Text passage
[start]
Not check the detail yet, but this v4 more than doubles the number of
patches in v3. Are they all necessary to be in one series? any chance to
split to ease the review...
Re: [PATCH v4 00/24] iommu/arm-smmu-v3: Quarantine device upon ATC invalidation timeout
Posted by Nicolin Chen 4 days, 20 hours ago
On Wed, May 20, 2026 at 03:59:43AM +0000, Tian, Kevin wrote:
> > From: Nicolin Chen <nicolinc@nvidia.com>
> > Sent: Tuesday, May 19, 2026 11:39 AM
> >
> > Changelog
> > v4:
> >  * Rebase on Joerg's IOMMU "fixes" branch
> >  * Rebase on Jason's SMMUv3 cmd_ent series
> >    https://lore.kernel.org/all/0-v2-47b2bf710ad5+716ac-
> > smmu_no_cmdq_ent_jgg@nvidia.com/
> >  * [PCI] Don't suspend IOMMU in probe mode
> >  * [iommu] kfree_rcu() iommu_group
> >  * [iommu] Convert gdev->blocked to enum gdev_blocked
> >  * [iommu] Use disable_work_sync() to fix UAF and ref leak
> >  * [iommu] Gate done() transitions to preserve BLOCKED_BROKEN
> >  * [iommu] Decrement recovery_cnt when unplugging a blocked gdev
> >  * [iommu] Drop racy dev_has_iommu() in iommu_report_device_broken()
[end]
Exercise set
#1 Answer these questions about the patch discussion:
(a) According to the subject line, how many patches are in the series?
(b) Which branch from Joerg is the series rebased on?
(c) In the changelog, what is used to fix the UAF and ref leak?
#2 Return the part of the patch discussion starting at "Not check the" and ending at "ease the review...".
#3 Write the next part of the patch discussion, picking up after its last line.

Listed entries
[start]
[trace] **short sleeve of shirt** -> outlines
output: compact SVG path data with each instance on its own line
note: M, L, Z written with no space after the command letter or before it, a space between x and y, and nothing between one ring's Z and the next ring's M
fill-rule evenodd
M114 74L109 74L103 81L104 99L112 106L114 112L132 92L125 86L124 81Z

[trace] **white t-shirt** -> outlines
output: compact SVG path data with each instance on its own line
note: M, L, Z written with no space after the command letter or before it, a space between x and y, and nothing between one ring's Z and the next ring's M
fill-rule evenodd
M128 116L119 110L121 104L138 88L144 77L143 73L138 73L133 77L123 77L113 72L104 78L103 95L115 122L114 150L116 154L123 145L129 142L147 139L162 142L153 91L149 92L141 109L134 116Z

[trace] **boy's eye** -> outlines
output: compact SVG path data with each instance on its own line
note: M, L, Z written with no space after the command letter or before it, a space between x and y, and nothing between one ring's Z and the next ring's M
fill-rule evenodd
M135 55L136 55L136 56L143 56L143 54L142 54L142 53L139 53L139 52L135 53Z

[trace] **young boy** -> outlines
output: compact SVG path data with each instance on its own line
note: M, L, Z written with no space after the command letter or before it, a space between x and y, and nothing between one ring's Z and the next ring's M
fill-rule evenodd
[end]
Answers for the exercise
#1
(a) 24
(b) Joerg's IOMMU "fixes" branch
(c) disable_work_sync()

#2
Not check the detail yet, but this v4 more than doubles the number of
patches in v3. Are they all necessary to be in one series? any chance to
split to ease the review...

#3
> >  * [iommu] Add gdev->broken_pending to skip worker after racing recovery
> >  * [smmuv3] Add master->ats_invs scratch
> >  * [smmuv3] Add arm_smmu_cmdq_batch_issue() wrapper
> >  * [smmuv3] Force per-flush sync for has_ats batches
> >  * [smmuv3] Serialize STE.EATS and ats_broken updates
> >  * [smmuv3] Co-clear pending CMDQ_ERR from cmdq issuer
> >  * [smmuv3] Add invs and has_ats to arm_smmu_cmdq_batch
> >  * [smmuv3] Move arm_smmu_invs_for_each_entry to header
> >  * [smmuv3] Set master->ats_broken after clearing STE.EATS
> >  * [smmuv3] Issue CFGI_STE via arm_smmu_cmdq_issue_cmd_with_sync()
> >  * [smmuv3] Keep "smmu" pointer in arm_smmu_inv but add "master" for
> > ATS
> 
> Not check the detail yet, but this v4 more than doubles the number of
> patches in v3. Are they all necessary to be in one series? any chance to
> split to ease the review...

Ah, sorry. Mostly these are dealing with racing and corner cases in
the async design...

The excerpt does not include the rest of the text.